Document text =>
· · · · · · ·

# Rasmeuson's B+B scones



## LEFSElover (Sep 10, 2007)

Dinner scones
makes 8
preheat oven to 400°

2 c flour
1/2 t salt
1/2 t baking soda
2 T baking powder
4 heaping T light brown sugar
Mix all together in a large bowl.
cut a stick of butter a little more than half, use the larger of the halves and cut that into the flour mix with your hands until mealy.
make a hole in the center of the mixture.
drop in:
1 egg yolk
1/2 c heavy whipping cream
1/2 c soft whipped cream cheese
mix all together.
when it comes together [but may seem still a bit dry] drop it onto a flour surface and bring into a ball then knead 10 -12 times.
Form a disk about 1" high and the round size of a salad plate, and using a scraper, halve the mix, cut down center, and again and again and again until you have 8 triangles.
place on non greased baking sheet. 
use egg white mixed with a little heavy cream and sugar to paint the top of the scones so they'll brown up.
bake about 10-12 minutes, serve with butter


----------



## Fisher's Mom (Sep 10, 2007)

· · · · · · ·

Extracted information =>

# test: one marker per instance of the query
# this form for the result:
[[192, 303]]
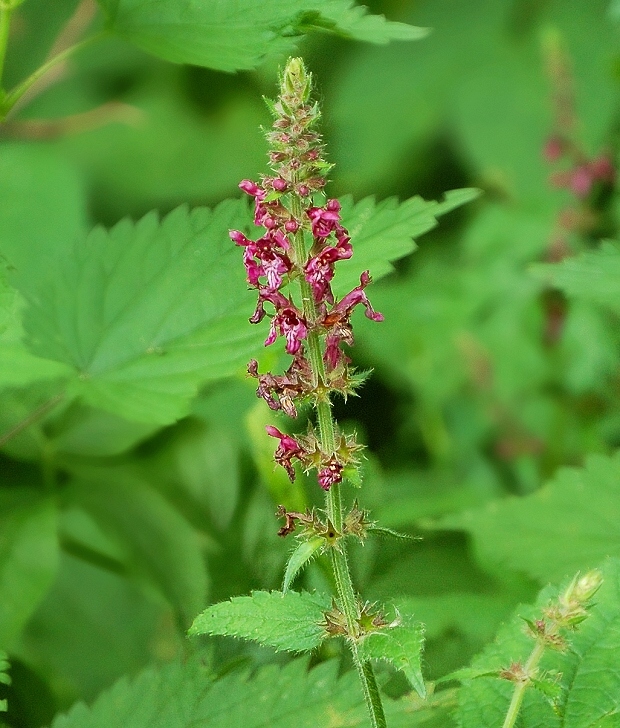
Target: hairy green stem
[[521, 687], [327, 435], [15, 95]]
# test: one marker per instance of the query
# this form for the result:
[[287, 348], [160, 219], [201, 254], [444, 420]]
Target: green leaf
[[206, 459], [401, 646], [184, 695], [28, 557], [229, 36], [568, 524], [590, 675], [17, 365], [140, 313], [591, 276], [383, 532], [304, 551], [383, 232], [159, 544], [288, 621], [43, 210]]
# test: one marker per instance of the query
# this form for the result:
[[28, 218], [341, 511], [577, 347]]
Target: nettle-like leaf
[[147, 312], [28, 557], [569, 524], [238, 34], [288, 621], [18, 366], [382, 232], [302, 554], [592, 276], [588, 673], [401, 646], [185, 695], [4, 677], [159, 545]]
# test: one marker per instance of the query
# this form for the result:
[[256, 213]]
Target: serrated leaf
[[592, 276], [567, 525], [590, 674], [302, 554], [18, 366], [288, 621], [401, 646], [140, 313], [382, 232], [184, 695], [230, 36], [159, 543], [43, 210], [28, 557]]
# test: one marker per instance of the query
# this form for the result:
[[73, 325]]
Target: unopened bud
[[296, 80]]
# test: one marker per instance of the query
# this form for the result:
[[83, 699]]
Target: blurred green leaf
[[401, 646], [590, 276], [288, 621], [93, 627], [206, 459], [590, 675], [383, 232], [28, 557], [161, 547], [43, 212], [567, 525], [186, 695], [17, 365], [233, 36]]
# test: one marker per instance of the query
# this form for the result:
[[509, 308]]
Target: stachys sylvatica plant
[[291, 266]]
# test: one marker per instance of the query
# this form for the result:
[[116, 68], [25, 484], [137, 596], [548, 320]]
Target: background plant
[[494, 380]]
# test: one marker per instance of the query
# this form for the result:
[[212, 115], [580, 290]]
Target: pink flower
[[274, 297], [343, 309], [319, 270], [288, 449], [270, 262], [324, 220], [288, 322]]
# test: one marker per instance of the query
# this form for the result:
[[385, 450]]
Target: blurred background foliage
[[485, 380]]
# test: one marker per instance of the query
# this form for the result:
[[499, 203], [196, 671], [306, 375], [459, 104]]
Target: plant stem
[[521, 687], [14, 96], [327, 435], [5, 23]]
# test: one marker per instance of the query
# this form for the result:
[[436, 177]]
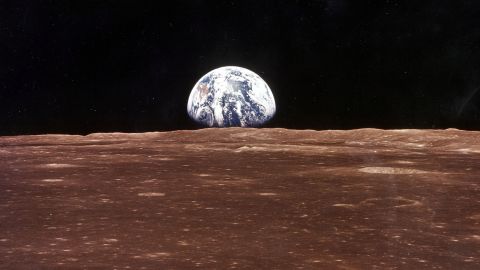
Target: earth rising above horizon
[[231, 97]]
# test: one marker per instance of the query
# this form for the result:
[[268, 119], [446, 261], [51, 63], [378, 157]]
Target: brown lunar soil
[[241, 199]]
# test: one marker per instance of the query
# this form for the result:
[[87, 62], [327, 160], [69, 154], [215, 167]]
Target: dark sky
[[95, 66]]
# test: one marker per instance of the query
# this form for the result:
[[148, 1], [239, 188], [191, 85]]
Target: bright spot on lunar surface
[[231, 97]]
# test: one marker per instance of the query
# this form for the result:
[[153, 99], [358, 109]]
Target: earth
[[231, 97]]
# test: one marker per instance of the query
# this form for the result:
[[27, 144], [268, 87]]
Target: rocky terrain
[[238, 198]]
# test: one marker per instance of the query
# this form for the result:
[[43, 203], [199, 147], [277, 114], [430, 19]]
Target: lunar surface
[[241, 199], [231, 97]]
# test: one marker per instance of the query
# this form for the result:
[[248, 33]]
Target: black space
[[98, 66]]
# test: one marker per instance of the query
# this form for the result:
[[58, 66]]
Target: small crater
[[52, 180], [267, 194], [151, 194], [391, 170]]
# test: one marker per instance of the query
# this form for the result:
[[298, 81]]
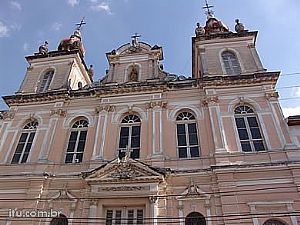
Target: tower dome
[[74, 42]]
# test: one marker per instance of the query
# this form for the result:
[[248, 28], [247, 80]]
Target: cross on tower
[[79, 25], [135, 39], [208, 7]]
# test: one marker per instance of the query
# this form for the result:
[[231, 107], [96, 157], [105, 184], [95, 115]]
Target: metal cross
[[79, 25], [135, 39], [208, 7]]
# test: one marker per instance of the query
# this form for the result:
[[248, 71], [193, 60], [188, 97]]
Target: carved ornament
[[210, 100], [272, 95], [58, 112], [107, 108], [124, 188], [160, 104], [125, 170], [7, 115]]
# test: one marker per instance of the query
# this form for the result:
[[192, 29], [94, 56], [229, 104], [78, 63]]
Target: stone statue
[[199, 30], [133, 76], [239, 27], [43, 49], [91, 72]]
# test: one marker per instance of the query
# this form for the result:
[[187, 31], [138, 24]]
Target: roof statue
[[91, 72], [43, 49], [74, 42], [135, 40], [199, 30], [213, 25], [239, 27]]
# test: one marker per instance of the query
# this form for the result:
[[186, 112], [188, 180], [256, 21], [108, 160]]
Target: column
[[93, 211], [180, 213], [212, 102], [153, 209]]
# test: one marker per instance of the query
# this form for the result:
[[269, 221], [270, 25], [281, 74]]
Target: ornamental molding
[[123, 171], [106, 108], [210, 100], [7, 115], [124, 188], [58, 112], [158, 104], [273, 95]]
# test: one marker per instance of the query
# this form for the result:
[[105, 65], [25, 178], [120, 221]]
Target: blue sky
[[26, 24]]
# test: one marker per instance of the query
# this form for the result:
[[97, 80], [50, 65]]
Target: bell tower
[[62, 69], [217, 51]]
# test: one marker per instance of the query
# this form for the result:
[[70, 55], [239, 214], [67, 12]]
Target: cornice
[[104, 90]]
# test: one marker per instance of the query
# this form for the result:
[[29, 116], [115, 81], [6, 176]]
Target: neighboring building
[[143, 146]]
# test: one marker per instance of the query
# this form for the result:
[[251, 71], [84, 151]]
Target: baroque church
[[143, 146]]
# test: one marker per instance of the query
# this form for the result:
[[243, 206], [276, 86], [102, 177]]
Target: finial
[[135, 39], [79, 25], [209, 12]]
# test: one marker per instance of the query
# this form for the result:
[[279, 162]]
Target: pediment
[[124, 171], [193, 192]]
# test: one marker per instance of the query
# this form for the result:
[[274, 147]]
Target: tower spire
[[79, 25], [208, 7]]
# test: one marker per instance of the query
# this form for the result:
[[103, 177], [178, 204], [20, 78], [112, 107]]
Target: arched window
[[231, 63], [195, 218], [248, 129], [60, 220], [46, 81], [130, 137], [25, 143], [273, 222], [187, 138], [77, 141]]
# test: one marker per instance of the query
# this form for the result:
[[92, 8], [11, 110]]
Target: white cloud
[[73, 2], [4, 31], [296, 92], [16, 5], [26, 46], [56, 26], [100, 7], [290, 111]]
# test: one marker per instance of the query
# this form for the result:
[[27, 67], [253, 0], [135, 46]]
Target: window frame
[[29, 129], [186, 122], [130, 124], [124, 219], [244, 115], [44, 87], [231, 58], [78, 130]]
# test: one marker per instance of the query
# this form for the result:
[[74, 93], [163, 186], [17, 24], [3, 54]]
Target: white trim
[[126, 71], [45, 147], [41, 77], [94, 155], [236, 102], [192, 108], [119, 115], [278, 129], [12, 144], [103, 136], [68, 122], [238, 58]]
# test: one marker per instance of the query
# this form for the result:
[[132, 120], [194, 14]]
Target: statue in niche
[[239, 27], [199, 30], [43, 49], [134, 74]]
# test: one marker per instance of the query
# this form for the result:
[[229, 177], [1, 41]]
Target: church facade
[[143, 146]]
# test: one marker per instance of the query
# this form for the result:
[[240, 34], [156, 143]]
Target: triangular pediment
[[124, 171]]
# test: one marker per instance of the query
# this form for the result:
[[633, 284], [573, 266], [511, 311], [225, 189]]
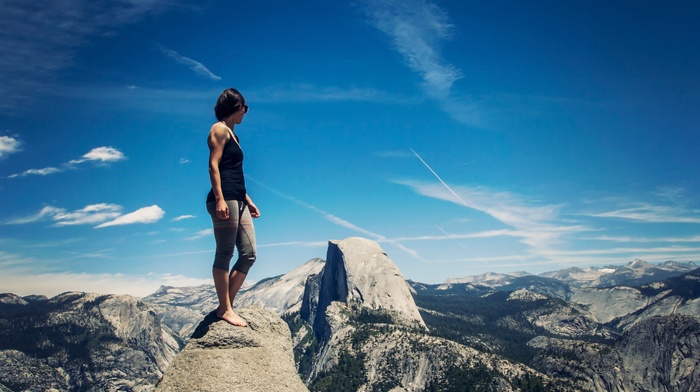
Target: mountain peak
[[359, 271]]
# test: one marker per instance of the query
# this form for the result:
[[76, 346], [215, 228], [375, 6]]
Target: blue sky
[[464, 137]]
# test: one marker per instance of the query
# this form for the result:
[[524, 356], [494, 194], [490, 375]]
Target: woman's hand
[[254, 212], [222, 211]]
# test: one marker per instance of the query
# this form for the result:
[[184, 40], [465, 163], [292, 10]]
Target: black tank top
[[231, 172]]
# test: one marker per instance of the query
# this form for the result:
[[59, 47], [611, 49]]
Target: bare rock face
[[357, 270], [282, 294], [221, 357]]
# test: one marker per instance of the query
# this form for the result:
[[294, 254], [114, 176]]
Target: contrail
[[440, 179], [339, 221]]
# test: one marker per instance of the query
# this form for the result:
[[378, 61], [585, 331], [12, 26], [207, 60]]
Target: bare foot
[[232, 318]]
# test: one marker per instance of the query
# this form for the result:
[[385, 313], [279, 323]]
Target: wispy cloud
[[42, 38], [416, 29], [341, 222], [100, 155], [304, 92], [536, 225], [182, 217], [142, 215], [650, 213], [8, 145], [197, 67], [201, 234], [103, 213], [54, 283]]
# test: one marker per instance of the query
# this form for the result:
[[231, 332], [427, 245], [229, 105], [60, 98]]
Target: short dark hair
[[229, 101]]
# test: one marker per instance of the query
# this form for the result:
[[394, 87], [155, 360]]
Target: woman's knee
[[222, 259], [245, 262]]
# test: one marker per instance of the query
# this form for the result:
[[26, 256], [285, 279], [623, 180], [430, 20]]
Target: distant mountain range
[[356, 324]]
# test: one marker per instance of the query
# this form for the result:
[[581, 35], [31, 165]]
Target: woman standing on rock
[[229, 205]]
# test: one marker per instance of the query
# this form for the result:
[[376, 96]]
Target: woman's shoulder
[[219, 130]]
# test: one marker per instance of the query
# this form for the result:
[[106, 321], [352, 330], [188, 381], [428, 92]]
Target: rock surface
[[357, 270], [221, 357], [82, 341]]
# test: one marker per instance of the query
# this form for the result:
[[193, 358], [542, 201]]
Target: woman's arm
[[254, 211], [218, 136]]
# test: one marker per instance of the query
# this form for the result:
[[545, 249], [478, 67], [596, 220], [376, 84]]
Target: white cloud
[[41, 38], [194, 65], [8, 145], [99, 154], [651, 214], [310, 93], [416, 27], [51, 284], [183, 217], [91, 214], [110, 214], [142, 215], [202, 234], [103, 154], [39, 172]]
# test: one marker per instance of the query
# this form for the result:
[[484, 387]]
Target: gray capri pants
[[236, 231]]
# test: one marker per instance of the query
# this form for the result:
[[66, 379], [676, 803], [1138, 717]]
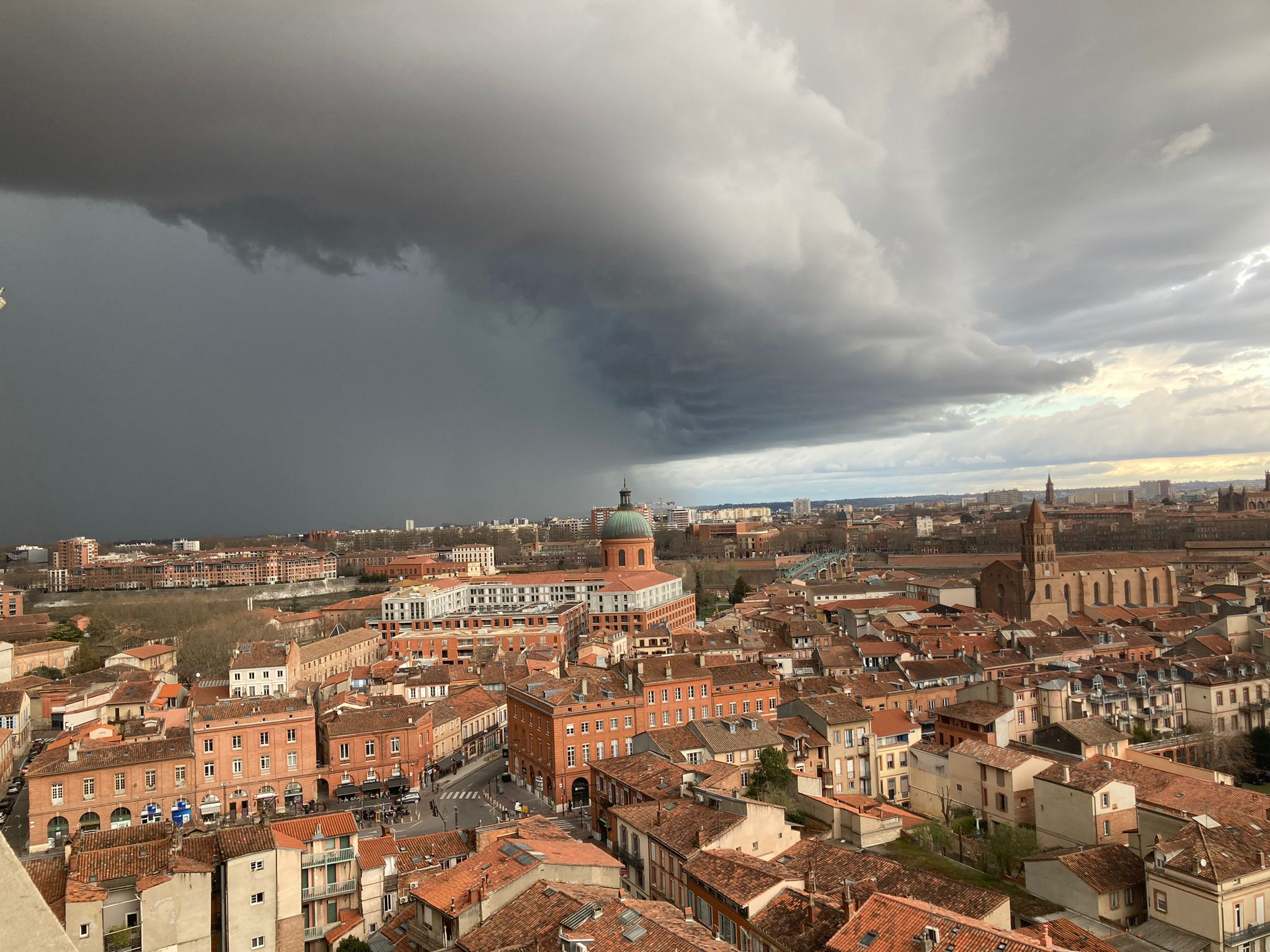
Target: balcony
[[328, 889], [331, 856], [123, 940], [1249, 935]]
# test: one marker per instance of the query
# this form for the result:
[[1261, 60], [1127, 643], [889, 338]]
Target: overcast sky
[[275, 267]]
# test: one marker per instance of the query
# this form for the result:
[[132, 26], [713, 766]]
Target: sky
[[278, 267]]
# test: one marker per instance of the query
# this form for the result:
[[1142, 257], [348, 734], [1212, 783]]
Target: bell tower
[[1041, 558]]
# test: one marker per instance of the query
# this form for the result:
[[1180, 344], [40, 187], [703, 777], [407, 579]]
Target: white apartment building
[[470, 553], [681, 518]]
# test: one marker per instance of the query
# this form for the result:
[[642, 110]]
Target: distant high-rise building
[[681, 518], [1155, 490], [1003, 496], [76, 552]]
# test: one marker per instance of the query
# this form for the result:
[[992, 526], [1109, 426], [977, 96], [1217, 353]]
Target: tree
[[773, 775], [87, 658], [1231, 754], [65, 631], [1010, 845], [1259, 739]]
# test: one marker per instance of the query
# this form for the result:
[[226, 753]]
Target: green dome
[[626, 523]]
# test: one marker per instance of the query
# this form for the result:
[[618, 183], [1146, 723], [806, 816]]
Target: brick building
[[559, 723], [97, 785], [339, 654], [254, 756], [383, 749]]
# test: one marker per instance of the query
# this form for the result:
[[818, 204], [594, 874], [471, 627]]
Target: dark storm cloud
[[654, 180], [602, 234]]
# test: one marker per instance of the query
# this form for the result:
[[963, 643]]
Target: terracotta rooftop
[[889, 924], [869, 873], [678, 823], [309, 828], [1184, 796], [535, 922], [1104, 867], [982, 712], [737, 876]]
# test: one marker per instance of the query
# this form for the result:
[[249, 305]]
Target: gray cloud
[[682, 229]]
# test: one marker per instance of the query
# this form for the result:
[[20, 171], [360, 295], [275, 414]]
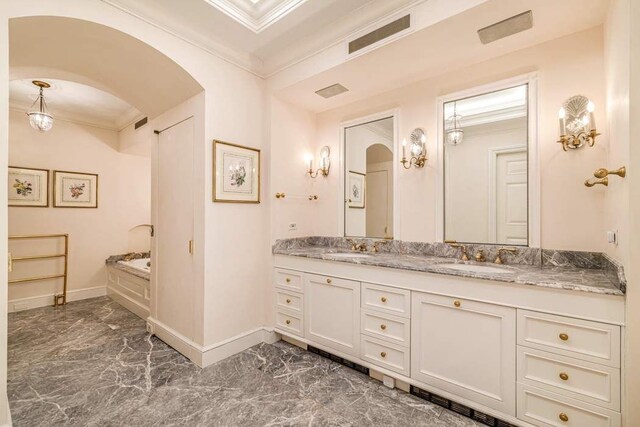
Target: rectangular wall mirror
[[486, 169], [368, 179]]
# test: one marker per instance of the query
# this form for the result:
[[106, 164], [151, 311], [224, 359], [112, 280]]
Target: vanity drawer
[[582, 339], [386, 299], [289, 300], [586, 381], [543, 408], [386, 327], [289, 322], [289, 279], [384, 354]]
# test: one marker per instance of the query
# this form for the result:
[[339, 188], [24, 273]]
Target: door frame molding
[[494, 152], [533, 156]]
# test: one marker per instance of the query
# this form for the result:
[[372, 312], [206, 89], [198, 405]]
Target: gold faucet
[[463, 248], [498, 259]]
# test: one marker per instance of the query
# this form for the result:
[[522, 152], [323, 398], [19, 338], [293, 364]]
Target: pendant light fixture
[[39, 119], [455, 134]]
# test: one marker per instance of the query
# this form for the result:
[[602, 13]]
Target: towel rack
[[58, 299]]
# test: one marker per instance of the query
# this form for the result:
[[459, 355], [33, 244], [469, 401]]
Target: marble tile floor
[[92, 363]]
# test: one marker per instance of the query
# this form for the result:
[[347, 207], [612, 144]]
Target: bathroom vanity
[[527, 344]]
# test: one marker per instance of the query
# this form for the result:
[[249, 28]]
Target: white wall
[[124, 191], [561, 70]]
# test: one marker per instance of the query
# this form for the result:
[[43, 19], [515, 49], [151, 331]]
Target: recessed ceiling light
[[332, 90], [507, 27]]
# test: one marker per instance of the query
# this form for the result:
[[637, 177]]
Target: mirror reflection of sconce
[[577, 123], [418, 150], [325, 163]]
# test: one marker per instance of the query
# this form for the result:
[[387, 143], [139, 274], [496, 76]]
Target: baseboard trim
[[204, 356], [20, 304]]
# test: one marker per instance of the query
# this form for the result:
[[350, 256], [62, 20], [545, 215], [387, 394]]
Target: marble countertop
[[559, 277]]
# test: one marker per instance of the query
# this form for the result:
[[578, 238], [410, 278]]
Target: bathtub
[[142, 264]]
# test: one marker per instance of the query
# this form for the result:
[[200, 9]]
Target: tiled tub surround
[[91, 363], [533, 346], [577, 271], [128, 285]]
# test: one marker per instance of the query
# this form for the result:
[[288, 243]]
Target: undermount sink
[[349, 255], [475, 268]]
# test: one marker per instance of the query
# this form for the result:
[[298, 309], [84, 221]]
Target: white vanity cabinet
[[332, 308], [467, 348]]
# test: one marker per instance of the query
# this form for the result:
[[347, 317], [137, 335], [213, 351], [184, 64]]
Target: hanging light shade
[[454, 132], [39, 119]]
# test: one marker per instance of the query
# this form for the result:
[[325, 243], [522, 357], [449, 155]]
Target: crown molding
[[252, 15]]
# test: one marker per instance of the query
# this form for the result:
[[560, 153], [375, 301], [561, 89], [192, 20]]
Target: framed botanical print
[[236, 173], [357, 183], [28, 187], [75, 190]]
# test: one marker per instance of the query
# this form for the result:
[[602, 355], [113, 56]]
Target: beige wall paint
[[95, 234], [561, 71]]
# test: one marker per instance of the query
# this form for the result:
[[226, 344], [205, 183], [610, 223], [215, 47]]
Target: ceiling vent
[[380, 34], [506, 28], [332, 90]]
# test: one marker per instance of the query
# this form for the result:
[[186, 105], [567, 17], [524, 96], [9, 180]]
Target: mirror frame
[[533, 160], [395, 114]]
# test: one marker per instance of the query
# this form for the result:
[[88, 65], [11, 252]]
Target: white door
[[332, 313], [377, 197], [464, 347], [174, 290], [511, 198]]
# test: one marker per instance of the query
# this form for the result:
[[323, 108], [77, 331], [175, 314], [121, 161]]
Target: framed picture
[[236, 173], [75, 190], [357, 183], [28, 187]]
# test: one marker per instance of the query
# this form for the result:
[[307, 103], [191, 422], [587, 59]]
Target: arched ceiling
[[98, 56]]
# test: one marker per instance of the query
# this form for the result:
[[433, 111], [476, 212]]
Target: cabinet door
[[332, 313], [467, 348]]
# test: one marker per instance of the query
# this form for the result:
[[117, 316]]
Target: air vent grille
[[506, 28], [380, 34], [332, 90]]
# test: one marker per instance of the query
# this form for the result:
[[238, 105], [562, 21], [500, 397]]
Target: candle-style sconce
[[325, 163], [577, 123], [418, 150]]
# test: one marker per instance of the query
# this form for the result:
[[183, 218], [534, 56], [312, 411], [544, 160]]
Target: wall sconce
[[418, 150], [577, 123], [325, 163]]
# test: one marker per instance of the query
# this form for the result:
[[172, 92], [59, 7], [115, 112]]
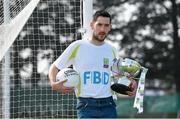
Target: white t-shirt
[[93, 64]]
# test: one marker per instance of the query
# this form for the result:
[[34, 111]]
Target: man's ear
[[91, 24]]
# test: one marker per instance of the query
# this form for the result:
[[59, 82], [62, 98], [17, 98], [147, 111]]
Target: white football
[[70, 75]]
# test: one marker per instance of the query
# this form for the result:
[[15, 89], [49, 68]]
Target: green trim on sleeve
[[79, 88], [74, 52], [114, 53]]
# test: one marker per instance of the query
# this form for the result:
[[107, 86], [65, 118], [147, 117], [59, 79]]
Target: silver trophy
[[123, 72]]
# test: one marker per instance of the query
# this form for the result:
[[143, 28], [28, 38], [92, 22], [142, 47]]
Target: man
[[92, 58]]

· · · · · · ·

What you are asked to do => In the scone recipe, how many times should the dough be kneaded after it is brought into a ball? The listing is separate from the scone recipe.

Result of this task => 10 to 12 times.